◆ GIVEN RECORDS ◆
============
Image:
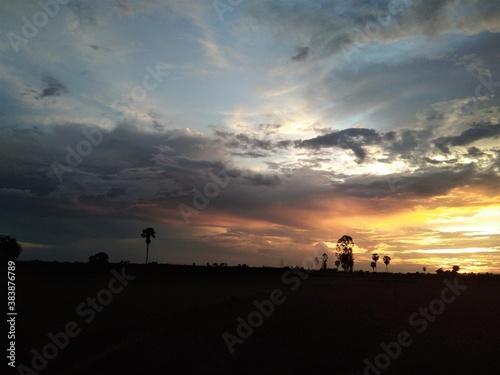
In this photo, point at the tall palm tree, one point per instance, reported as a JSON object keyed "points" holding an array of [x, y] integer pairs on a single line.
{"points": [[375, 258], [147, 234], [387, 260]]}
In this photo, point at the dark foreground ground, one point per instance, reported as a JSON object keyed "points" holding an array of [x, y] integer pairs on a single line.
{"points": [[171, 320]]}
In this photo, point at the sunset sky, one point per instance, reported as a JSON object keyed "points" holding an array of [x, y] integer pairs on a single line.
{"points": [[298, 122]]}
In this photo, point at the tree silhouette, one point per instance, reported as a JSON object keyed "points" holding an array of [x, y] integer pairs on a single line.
============
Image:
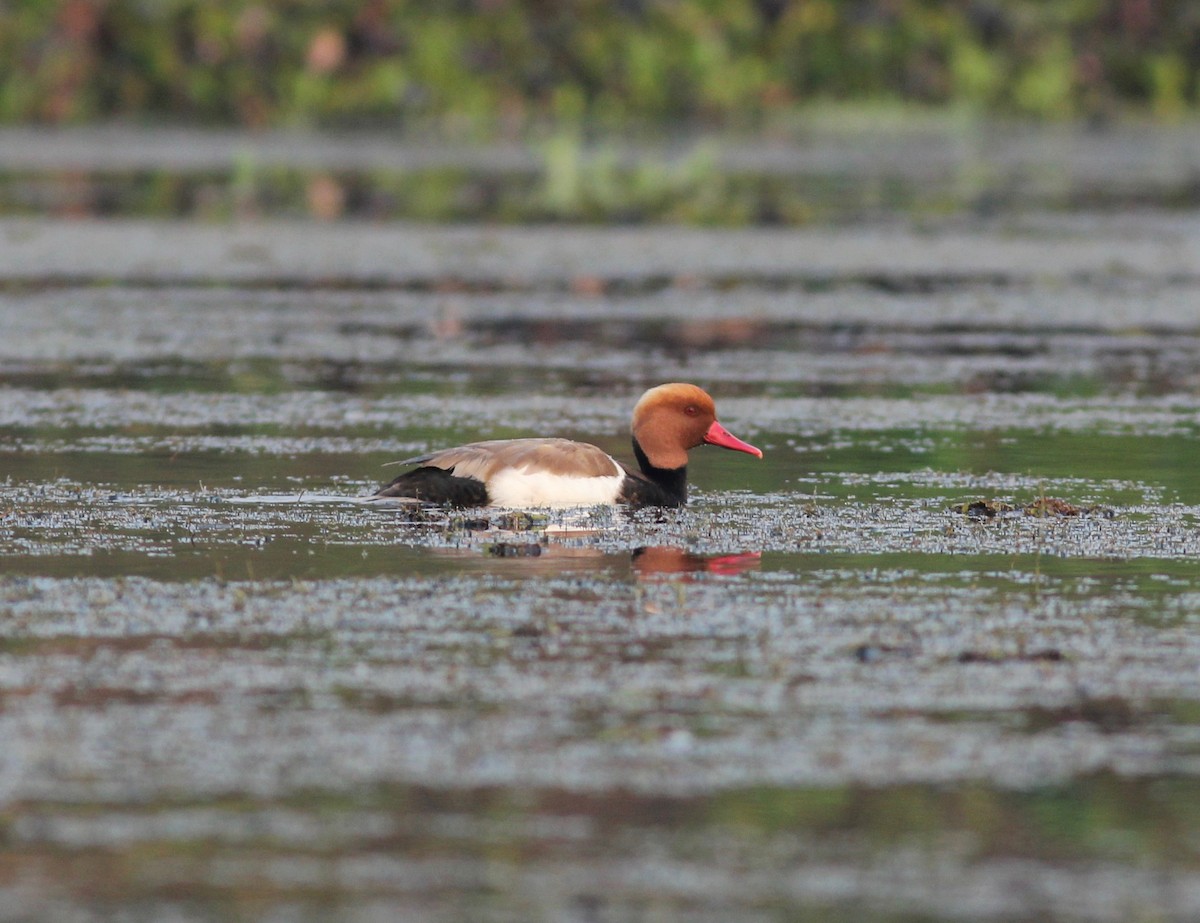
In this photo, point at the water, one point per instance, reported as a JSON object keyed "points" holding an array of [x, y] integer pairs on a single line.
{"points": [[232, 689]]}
============
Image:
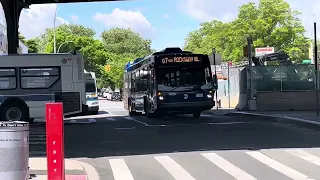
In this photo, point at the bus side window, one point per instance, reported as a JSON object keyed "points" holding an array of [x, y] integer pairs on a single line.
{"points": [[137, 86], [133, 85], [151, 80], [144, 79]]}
============
◆ GOAL OF THE EXERCISE ◆
Could you restate word for word the lines above, from the one that contains "In this photo, point at the dark" through the one that contains "In this photo, point at the tree", and no others?

◆ RESPONSE BELOW ◆
In this photo, point at the dark foreground ground, one point per instance, reported as a JSON object keyed "points" holding an array of [x, y] integer pairs on a single line.
{"points": [[171, 320]]}
In this photo, point at the sunset sky, one point per instance, reported as a JSON object keyed "points" holding an array of [x, y] integer pairs on a single line.
{"points": [[298, 122]]}
In this photo, point at the tree silhouette, one point per instance, reported as a JSON object keyed "points" holding an array of [x, y] integer pairs on a single line.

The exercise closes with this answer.